_Task objective_
Update every row below by changing "single point" to "single marker" wherever it occurs, and leave all other text unchanged.

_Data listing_

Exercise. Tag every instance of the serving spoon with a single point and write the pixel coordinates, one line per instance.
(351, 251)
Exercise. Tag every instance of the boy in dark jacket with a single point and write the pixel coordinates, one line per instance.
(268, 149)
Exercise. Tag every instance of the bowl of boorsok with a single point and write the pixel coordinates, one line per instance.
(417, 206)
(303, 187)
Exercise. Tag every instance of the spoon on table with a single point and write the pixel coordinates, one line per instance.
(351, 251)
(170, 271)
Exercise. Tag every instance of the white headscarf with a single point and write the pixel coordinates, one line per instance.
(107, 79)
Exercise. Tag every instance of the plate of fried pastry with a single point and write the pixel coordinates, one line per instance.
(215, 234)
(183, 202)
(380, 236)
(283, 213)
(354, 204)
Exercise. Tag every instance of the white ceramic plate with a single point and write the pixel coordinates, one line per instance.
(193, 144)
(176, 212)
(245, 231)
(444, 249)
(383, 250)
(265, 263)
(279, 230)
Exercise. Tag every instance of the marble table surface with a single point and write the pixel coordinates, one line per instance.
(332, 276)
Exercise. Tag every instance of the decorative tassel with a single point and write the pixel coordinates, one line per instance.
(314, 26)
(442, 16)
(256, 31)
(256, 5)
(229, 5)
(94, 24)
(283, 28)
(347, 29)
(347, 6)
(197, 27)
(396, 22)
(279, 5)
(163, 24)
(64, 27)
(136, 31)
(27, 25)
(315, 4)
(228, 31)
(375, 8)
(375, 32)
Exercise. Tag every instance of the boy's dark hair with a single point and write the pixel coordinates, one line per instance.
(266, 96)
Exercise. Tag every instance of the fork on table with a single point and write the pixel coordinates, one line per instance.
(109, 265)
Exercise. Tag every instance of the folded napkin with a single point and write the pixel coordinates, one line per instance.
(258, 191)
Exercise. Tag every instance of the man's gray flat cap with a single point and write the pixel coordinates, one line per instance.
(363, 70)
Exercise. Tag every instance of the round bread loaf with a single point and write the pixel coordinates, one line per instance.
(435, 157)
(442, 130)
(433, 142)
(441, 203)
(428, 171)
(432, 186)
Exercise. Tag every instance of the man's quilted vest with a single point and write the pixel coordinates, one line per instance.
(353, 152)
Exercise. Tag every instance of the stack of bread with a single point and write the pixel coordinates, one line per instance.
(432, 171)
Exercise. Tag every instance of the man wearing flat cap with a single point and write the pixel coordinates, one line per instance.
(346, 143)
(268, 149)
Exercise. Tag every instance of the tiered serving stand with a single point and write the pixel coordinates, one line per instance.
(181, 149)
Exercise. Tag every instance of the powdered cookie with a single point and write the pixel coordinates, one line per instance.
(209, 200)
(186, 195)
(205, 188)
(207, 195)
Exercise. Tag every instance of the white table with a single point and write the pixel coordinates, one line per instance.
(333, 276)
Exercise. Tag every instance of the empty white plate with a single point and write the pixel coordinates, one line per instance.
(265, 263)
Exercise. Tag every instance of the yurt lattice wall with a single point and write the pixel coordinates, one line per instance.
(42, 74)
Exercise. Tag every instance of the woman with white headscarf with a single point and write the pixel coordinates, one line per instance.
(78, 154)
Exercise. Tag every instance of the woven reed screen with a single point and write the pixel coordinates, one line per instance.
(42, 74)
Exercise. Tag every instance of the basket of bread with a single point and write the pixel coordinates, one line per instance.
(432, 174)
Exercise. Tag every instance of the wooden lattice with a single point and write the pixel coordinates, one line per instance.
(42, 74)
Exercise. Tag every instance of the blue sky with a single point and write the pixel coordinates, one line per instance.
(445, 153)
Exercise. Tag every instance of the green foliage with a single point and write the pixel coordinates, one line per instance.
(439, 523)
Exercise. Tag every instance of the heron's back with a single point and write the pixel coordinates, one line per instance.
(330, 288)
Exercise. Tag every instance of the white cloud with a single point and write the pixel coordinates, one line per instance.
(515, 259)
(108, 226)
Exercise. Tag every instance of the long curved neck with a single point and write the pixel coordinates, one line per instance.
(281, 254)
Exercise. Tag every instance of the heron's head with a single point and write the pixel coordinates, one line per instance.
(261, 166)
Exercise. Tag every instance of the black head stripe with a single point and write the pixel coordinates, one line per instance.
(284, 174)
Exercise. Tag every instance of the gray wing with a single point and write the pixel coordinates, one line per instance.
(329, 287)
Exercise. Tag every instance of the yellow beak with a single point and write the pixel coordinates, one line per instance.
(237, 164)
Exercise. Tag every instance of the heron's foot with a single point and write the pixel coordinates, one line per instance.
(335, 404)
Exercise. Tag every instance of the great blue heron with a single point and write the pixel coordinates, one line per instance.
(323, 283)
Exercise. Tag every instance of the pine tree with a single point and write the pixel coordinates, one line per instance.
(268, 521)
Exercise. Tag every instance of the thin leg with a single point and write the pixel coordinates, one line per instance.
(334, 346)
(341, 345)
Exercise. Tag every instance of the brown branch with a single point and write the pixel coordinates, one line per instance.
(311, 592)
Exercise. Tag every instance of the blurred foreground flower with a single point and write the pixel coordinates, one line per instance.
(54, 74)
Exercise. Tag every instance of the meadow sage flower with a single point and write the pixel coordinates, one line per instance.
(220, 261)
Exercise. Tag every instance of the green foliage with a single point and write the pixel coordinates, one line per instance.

_The output_
Exercise. Tag every instance of the serving spoon with a single marker and write the pixel coordinates, one line per instance.
(351, 251)
Exercise. Tag every instance of the boy in dark jacket with a single marker and write the pixel coordinates, one line per instance.
(268, 149)
Exercise. Tag every instance of the bowl of boorsok with a single marker and write the pixel coordinates, one line per instance.
(417, 206)
(303, 187)
Exercise. Tag every instance of the spoon on table with a single marker and write the pixel coordinates, one line per instance.
(351, 251)
(170, 271)
Exercise. Tag every instance of the white headscarf with a single marker and write the pixel coordinates, one line per instance.
(107, 79)
Exercise. Tag every instance of the plate of fried pastry with a single marker and write the pixel coordinates, one line per instance.
(215, 234)
(183, 202)
(380, 236)
(283, 213)
(354, 204)
Exercise. Tag every instance of the white ceramic plate with a single marker and write the pixel coordinates, one line per instance.
(193, 144)
(176, 212)
(245, 231)
(444, 249)
(383, 250)
(265, 263)
(279, 230)
Exercise. Tag every instance of the marble table surface with a single marker and write the pixel coordinates, one line per instance.
(332, 276)
Exercise. Tag every instance of the decorative tassel with a single marker and write the pixel coordinates, one line per instance.
(314, 26)
(442, 16)
(256, 31)
(256, 5)
(229, 5)
(94, 24)
(283, 28)
(347, 29)
(347, 6)
(197, 27)
(396, 22)
(279, 5)
(163, 24)
(64, 27)
(136, 31)
(27, 25)
(315, 4)
(228, 31)
(375, 8)
(375, 32)
Exercise. Tag every instance of the boy's dark hair with a single marker and write the pixel coordinates, one line per instance.
(266, 96)
Exercise. Tag every instance of the fork on table with a single marker and write the pixel coordinates, one line per instance.
(109, 265)
Exercise. Tag every instance of the folded napkin with a single marker and write the pixel coordinates, one line per instance.
(258, 191)
Exercise. Tag every instance of the man's gray flat cap with a single marker and write the pixel coordinates, one line per instance.
(363, 70)
Exercise. Tag every instance of the round bread loaf with a single marker and write the pixel coordinates, one line per instance.
(435, 157)
(442, 130)
(433, 142)
(441, 203)
(428, 171)
(432, 186)
Exercise. Tag every instance of the man's quilted vest with a single marker and write the pixel coordinates, one line per instance.
(353, 152)
Exercise. Tag every instance of the stack of bread with a single marker and write the pixel coordinates, one line per instance.
(432, 171)
Exercise. Tag every instance of the man wearing flat cap with a single marker and write the pixel coordinates, one line per instance.
(346, 143)
(268, 149)
Exercise. Tag every instance of the tiered serving stand with a single marker and write the pixel coordinates, one line per instance.
(181, 149)
Exercise. Tag every instance of the powdered cookie with a single marker and write the pixel coordinates, one line per instance.
(209, 200)
(186, 195)
(205, 188)
(207, 195)
Exercise. Tag every instance of the white table with a single marker and write the pixel coordinates, one line per instance.
(333, 276)
Exercise. Tag every instance of the empty white plate with a single marker and write the pixel coordinates, one line per instance.
(265, 263)
Exercise. Tag every instance of the yurt lattice wall with a single marker and write the pixel coordinates, one line per instance.
(42, 74)
Exercise. Tag every instance of the woman with white headscarf with a single marker and write the pixel coordinates, one line per instance.
(78, 154)
Exercise. Tag every instance of the woven reed screen with a single marker and write the pixel coordinates, one line per instance.
(42, 74)
Exercise. Tag every instance of the basket of bread with a single marker and write the pixel coordinates, one line per instance.
(432, 174)
Exercise. Tag every instance of the wooden lattice with a single marker and write the pixel coordinates, one line per instance.
(42, 74)
Exercise. Tag every instance of the blue sky with a single marker and write the pixel coordinates, one line per instance.
(445, 153)
Exercise. Tag every instance of the green foliage with a single marker and write the pixel coordinates, one line per instance.
(439, 523)
Exercise. Tag every instance of the heron's back with a single marker and write the pixel coordinates, one line per instance.
(330, 288)
Exercise. Tag every instance of the white cloud with a single marker and write the pixel coordinates, one line per instance.
(515, 259)
(108, 226)
Exercise. Tag every instance of the long curved neck with a single marker and write the pixel coordinates, one line per instance.
(281, 254)
Exercise. Tag every instance of the heron's head with a single marker and write the pixel coordinates, one line per instance.
(261, 166)
Exercise. Tag every instance of the black head stripe with a single marker and write the pixel coordinates, one line per instance.
(284, 174)
Exercise. Tag every instance of the gray wing with a single marker and write the pixel coordinates, one line per instance.
(329, 287)
Exercise. Tag every instance of the yellow beak with a single marker and write the pixel coordinates, one line per instance.
(237, 164)
Exercise. Tag every instance of the heron's foot with a single marker and write the pixel coordinates, one line per instance.
(335, 404)
Exercise. Tag every instance of the great blue heron with a single marker and write the pixel coordinates, one line per instance.
(323, 283)
Exercise. Tag every instance of the pine tree with a single marker and write the pixel coordinates, one line per instance.
(268, 521)
Exercise. Tag every instance of the thin leg with a single marker and write the pixel coordinates, one line per instance.
(334, 346)
(341, 345)
Exercise. Tag every instance of the brown branch with a single marker and write the pixel coordinates, one line per instance.
(311, 592)
Exercise. Tag every instance of the blurred foreground flower with a single marker and write the pixel coordinates, one line per instance.
(54, 74)
Exercise. Tag every instance of the meadow sage flower with a single marker and write the pixel coordinates, one line per instance.
(220, 261)
Exercise. Tag every instance of the green foliage with a single marker and write the pixel coordinates, one line per instance.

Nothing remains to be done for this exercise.